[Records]
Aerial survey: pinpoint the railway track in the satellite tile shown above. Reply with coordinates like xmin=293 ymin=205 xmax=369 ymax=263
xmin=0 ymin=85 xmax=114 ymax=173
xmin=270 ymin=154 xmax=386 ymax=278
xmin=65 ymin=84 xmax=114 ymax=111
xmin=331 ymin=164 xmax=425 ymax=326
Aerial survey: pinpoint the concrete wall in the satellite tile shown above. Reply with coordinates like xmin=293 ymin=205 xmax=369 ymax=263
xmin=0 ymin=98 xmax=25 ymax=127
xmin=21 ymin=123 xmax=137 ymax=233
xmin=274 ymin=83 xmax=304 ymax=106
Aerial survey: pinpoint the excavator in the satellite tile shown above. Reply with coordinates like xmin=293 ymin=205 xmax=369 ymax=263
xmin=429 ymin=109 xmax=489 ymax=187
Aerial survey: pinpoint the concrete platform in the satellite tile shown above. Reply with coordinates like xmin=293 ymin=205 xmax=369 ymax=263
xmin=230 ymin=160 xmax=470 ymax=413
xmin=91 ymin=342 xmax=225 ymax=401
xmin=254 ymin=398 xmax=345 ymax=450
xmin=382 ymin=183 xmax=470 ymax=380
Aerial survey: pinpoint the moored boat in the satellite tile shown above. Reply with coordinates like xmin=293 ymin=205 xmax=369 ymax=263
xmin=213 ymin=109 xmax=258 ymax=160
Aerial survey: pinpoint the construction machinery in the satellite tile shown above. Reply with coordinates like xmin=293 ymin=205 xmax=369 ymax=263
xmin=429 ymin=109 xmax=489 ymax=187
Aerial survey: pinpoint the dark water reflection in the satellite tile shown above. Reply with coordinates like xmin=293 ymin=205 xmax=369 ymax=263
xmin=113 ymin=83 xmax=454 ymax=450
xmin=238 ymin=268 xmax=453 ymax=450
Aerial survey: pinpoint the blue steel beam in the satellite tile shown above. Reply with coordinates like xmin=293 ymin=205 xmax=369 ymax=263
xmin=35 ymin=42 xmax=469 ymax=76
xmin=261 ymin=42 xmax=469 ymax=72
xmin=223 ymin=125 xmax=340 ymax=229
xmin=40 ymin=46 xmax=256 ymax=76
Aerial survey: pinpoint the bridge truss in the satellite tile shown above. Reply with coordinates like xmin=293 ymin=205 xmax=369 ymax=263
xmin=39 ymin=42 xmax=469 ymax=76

* * *

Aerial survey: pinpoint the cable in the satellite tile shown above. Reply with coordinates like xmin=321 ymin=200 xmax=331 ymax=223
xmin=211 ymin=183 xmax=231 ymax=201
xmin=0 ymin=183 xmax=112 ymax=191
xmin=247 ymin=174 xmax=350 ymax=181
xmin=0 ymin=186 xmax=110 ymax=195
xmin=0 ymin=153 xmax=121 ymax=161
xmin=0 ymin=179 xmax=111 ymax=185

_The exercise_
Copy out, word for word, the stretch of the records above from the line containing "Aerial survey: pinpoint the bridge" through the line containing "xmin=39 ymin=42 xmax=469 ymax=76".

_Problem solution_
Aerial survey: pinpoint the bridge truss in the satellite tile shown above. Reply with coordinates like xmin=293 ymin=205 xmax=369 ymax=263
xmin=39 ymin=42 xmax=469 ymax=76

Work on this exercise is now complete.